**Selected extract**
--- START ---
An obvious limitation of the study was the inability to look at the interface of self-reported injury, family outcomes, and traumatic brain injury (TBI), the signature wound of conflicts in Iraq and Afghanistan. The study team collected TBI self-report data in the 2009 subsample with preliminary analysis showing 3 % of the service members in the subsample met the criteria for likely TBI. Because the sample size was not large enough to ensure adequate power for TBI analyses it was not included in our findings. Future studies should look at the effects of TBI on family outcomes within this population.

Another limitation was that a physical injury was assessed by the service members self-report of being injured or not, but we do not know the extent of these injuries. We do not know if injury was classified as non-combat related or if the participant is a Purple Heart recipient. We do not know if the injury required evacuation or the extent that the service member completed the mission for which they trained. We do not know whether the recovery took place on the forward operating base, at a military treatment facility that required the family to relocate, or if the recovery is ongoing. We also do not know whether the injury resulted in disability compensation or if the injury will delay the service member’s ability to return to civilian employment. Finally, we do not know the amount of time that has passed since the injury. Despite the limitation of the study, it identifies some obvious gaps in the literature and the need to better understand the implication of service related injuries on psychological and family outcomes.
--- END ---
**Your instructions**
According to the study limitations text, what share of service members in the 2009 subsample met the criteria for likely TBI?

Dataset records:
--- START ---
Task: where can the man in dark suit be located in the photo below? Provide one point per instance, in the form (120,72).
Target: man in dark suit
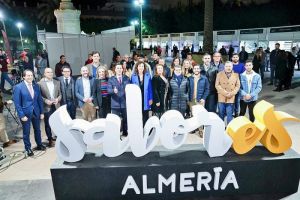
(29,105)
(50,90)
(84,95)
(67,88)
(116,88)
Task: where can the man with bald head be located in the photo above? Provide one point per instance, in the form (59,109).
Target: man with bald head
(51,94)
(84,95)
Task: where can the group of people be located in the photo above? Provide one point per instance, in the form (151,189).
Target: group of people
--- END ---
--- START ---
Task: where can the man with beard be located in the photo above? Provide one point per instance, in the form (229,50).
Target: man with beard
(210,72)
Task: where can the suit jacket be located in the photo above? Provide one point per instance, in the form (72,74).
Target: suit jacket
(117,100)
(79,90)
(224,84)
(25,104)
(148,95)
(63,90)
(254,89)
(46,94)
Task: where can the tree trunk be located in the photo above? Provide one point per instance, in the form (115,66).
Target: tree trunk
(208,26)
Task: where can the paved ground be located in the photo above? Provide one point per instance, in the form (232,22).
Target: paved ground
--- END ---
--- START ---
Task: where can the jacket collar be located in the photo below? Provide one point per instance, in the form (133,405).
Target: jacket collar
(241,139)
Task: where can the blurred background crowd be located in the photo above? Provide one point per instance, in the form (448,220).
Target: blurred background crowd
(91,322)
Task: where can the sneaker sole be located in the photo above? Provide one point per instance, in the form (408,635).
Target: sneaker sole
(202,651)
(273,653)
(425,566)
--- END ---
**Solution**
3 percent